▸ Source excerpt:
=====
[ok-mail] [K12OSN] network design

Les Mikesell les at futuresource.com
Sat Feb 5 17:59:48 UTC 2005

On Sat, 2005-02-05 at 07:55, Sharon Betts wrote:
> Hi John,
> 	I am very familiar with K12LTSP (running a pilot in one grade now). 
> However, I do not need all the programs that come with the package -- also
> prefer to boot the terminals locally.   My request here is for some bigger
> thinking -- I wasn't very clear.   Should I put a server in each building
> (5) -- at each level or for specific applications?   How many connections
> can a server handle (remember I have 3000 users)?   What is the best way
> to handle authentication and/or DHCP?   We do use Star Office (free to
> education now) across the district as well as many other OS apps.

First you need to decide whether you want to optimize for easy
administration or bandwidth needs.  If you already have a gig
backbone everywhere you can ignore bandwidth - otherwise it will
be a problem unless you pay attention to topology.  Likewise if
you distribute the servers so the bandwidth use is local you can
make it difficult to manage. So, you'll probably end up making
some compromises.  Using a 2-NIC server per classroom/lab
can be done with no bandwidth-scaling problems and inexpensive
switches with 1 or 2 gig uplinks for the server connection.
=====
▸ Entries provided:
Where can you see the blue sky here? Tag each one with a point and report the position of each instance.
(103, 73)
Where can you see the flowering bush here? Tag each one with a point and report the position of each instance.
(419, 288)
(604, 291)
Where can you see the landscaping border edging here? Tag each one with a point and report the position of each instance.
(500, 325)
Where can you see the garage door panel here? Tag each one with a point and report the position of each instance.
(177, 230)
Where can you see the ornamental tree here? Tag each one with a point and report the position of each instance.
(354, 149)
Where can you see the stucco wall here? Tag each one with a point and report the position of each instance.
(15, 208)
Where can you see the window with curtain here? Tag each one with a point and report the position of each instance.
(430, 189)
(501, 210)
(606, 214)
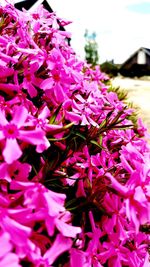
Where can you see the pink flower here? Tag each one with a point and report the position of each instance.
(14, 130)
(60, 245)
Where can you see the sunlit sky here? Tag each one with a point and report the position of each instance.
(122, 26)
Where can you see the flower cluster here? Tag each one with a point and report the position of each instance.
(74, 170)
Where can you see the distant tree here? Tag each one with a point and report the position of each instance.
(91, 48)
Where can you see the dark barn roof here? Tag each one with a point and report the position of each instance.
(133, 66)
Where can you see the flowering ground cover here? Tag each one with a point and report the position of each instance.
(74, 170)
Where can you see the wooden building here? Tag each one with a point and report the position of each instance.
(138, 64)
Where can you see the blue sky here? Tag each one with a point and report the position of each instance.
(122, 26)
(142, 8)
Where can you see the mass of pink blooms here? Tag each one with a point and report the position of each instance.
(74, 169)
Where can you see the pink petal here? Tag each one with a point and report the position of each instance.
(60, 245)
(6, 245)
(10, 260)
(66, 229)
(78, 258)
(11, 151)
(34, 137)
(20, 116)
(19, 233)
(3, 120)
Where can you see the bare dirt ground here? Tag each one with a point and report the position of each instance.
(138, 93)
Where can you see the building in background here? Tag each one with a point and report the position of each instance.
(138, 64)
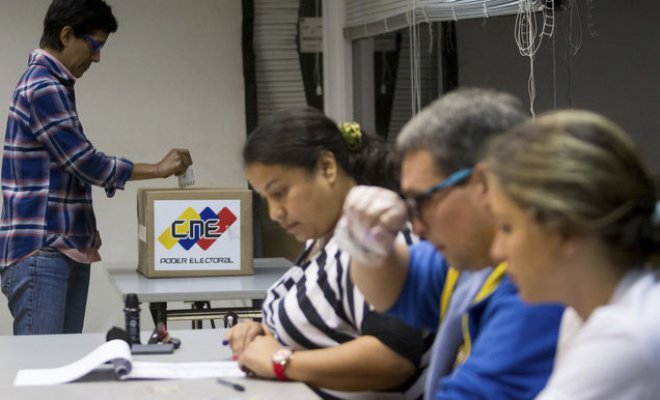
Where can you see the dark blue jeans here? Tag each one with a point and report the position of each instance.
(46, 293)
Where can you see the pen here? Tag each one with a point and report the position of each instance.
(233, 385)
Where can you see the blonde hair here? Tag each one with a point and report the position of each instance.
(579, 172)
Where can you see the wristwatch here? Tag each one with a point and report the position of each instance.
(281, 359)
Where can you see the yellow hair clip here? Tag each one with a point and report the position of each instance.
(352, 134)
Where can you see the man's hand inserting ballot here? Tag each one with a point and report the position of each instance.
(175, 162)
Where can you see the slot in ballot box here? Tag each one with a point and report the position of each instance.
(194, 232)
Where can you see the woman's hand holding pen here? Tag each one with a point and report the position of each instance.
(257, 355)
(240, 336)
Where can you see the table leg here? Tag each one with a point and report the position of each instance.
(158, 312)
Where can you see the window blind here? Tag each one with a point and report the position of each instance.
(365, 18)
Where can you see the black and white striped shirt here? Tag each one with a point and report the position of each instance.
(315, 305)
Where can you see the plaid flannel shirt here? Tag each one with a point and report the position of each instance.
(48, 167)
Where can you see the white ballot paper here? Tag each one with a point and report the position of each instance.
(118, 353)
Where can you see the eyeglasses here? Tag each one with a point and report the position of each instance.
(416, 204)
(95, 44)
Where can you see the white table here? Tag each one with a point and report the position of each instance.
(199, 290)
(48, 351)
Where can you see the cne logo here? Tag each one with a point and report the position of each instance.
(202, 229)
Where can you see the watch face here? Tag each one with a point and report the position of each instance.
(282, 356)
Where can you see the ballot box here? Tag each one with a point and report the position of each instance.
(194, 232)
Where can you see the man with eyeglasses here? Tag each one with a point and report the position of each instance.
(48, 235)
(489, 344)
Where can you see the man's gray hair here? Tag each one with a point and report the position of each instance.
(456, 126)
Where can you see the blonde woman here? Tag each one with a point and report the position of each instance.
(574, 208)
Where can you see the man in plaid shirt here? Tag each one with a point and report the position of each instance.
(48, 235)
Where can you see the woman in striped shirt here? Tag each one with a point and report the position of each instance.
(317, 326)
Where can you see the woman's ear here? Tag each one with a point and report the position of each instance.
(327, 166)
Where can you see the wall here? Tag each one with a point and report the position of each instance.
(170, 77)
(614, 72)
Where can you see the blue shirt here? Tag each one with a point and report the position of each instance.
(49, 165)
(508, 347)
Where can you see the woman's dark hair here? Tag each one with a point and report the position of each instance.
=====
▸ Set tasks:
a. How would you put this sentence from the network design post into Spanish: "First you need to decide whether you want to optimize for easy administration or bandwidth needs."
b. Could you carry on the network design reply with the next paragraph, following its final sentence?

▸ Written responses:
a. Primero tienes que decidir si quieres optimizar para una administración sencilla o para las necesidades de ancho de banda.

b.
You can make this easier to manage with a central authentication
server and a home directory server that all the classroom
servers mount via NFS.  This can be made more secure if you
can arrange for a separate isolated subnet just for the server
to server connections.  With an authentication and home directory
server, the local k12ltsp servers need nothing unique except their
'outside' IP address, so if you can get as much identical equipment
as possible you can roll them out by copying the whole drives. If
you get front-swap disk carriers and a few spare machines anyone
can fix any problem with the local servers by swapping in a new
drive or moving the old drives to one of the spare boxes (i.e.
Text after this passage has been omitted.